Finally, what is probably the most interesting and useful are lists of metadata. Using Media Cloud, you can find metadata about the articles on a given topic. In simple terms, you can get the titles of all articles on `"Caitlin Clark"` from 2025. The simplest way of getting the list of metadata is by using the `search_api.story_sample()` method. However, as the name suggests, it can only provide us with a sample of metadata. The maximum limit is $1250$.

In [None]:
## Let's get the list of metadata
clark_meta_sample = search_api.story_sample(
    "'Caitlin Clark'",
    start_date=dt.date(2025, 1, 1),
    end_date=dt.date.today(),
    limit=500,
    collection_ids=[34412234],
)

In [None]:
## Let's see the example of the result
clark_meta_sample[0]

There is also a method that returns metadata for all the articles. However, it takes much longer. It gets 1000 articles every 30 seconds. That is because the API will send us all the articles in batches of 1000. Moreover, there is a rate limit at this endpoint. It means that we can send only 2 requests per minute to it. But how to do it?

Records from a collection
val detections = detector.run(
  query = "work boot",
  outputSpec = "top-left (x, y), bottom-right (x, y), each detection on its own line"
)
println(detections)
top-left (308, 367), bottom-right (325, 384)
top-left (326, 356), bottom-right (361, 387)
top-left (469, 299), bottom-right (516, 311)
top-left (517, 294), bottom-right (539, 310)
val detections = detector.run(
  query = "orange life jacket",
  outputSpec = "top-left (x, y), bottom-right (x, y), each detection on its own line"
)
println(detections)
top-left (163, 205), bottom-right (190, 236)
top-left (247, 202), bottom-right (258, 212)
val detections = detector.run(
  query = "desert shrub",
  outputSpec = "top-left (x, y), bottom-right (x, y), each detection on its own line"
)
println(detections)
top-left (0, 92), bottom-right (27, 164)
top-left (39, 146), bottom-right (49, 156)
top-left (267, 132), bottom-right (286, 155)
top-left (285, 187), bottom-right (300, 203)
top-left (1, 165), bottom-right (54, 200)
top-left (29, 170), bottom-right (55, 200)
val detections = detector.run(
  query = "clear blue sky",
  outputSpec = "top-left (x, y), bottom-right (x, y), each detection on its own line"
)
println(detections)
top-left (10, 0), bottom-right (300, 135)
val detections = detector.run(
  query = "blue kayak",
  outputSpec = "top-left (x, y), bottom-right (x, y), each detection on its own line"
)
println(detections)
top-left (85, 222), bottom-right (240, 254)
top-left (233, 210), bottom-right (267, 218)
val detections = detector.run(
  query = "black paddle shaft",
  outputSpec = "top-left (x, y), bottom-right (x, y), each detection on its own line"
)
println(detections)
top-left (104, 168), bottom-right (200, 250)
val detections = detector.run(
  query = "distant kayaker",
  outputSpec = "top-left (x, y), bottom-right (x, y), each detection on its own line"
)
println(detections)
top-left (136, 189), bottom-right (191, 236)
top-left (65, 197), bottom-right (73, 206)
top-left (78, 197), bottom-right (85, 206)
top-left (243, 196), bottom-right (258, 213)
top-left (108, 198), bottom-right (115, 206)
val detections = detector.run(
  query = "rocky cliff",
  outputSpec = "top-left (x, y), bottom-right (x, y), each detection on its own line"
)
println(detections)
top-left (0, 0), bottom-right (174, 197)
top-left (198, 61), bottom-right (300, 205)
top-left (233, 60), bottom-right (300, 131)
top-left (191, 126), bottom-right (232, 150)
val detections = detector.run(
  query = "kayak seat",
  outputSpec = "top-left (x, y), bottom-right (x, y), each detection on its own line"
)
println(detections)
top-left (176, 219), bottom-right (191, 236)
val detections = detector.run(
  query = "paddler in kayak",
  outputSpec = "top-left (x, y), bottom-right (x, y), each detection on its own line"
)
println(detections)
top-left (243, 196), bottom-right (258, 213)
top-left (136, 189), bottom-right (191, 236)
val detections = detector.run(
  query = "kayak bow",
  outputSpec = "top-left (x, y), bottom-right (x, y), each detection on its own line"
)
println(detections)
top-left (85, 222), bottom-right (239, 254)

## Required tasks:
A - According to the Media Cloud excerpt, how many requests per minute can be sent to the endpoint that returns metadata for all articles?
B - Copy the Media Cloud excerpt, starting with "Finally, what is" and going on through "limit is $1250$.".
C - List every keyword argument passed to `search_api.story_sample()` in the code of the Media Cloud excerpt.

## The answers:
A - Two requests per minute.

B -
Finally, what is probably the most interesting and useful are lists of metadata. Using Media Cloud, you can find metadata about the articles on a given topic. In simple terms, you can get the titles of all articles on `"Caitlin Clark"` from 2025. The simplest way of getting the list of metadata is by using the `search_api.story_sample()` method. However, as the name suggests, it can only provide us with a sample of metadata. The maximum limit is $1250$.

C - start_date, end_date, limit, collection_ids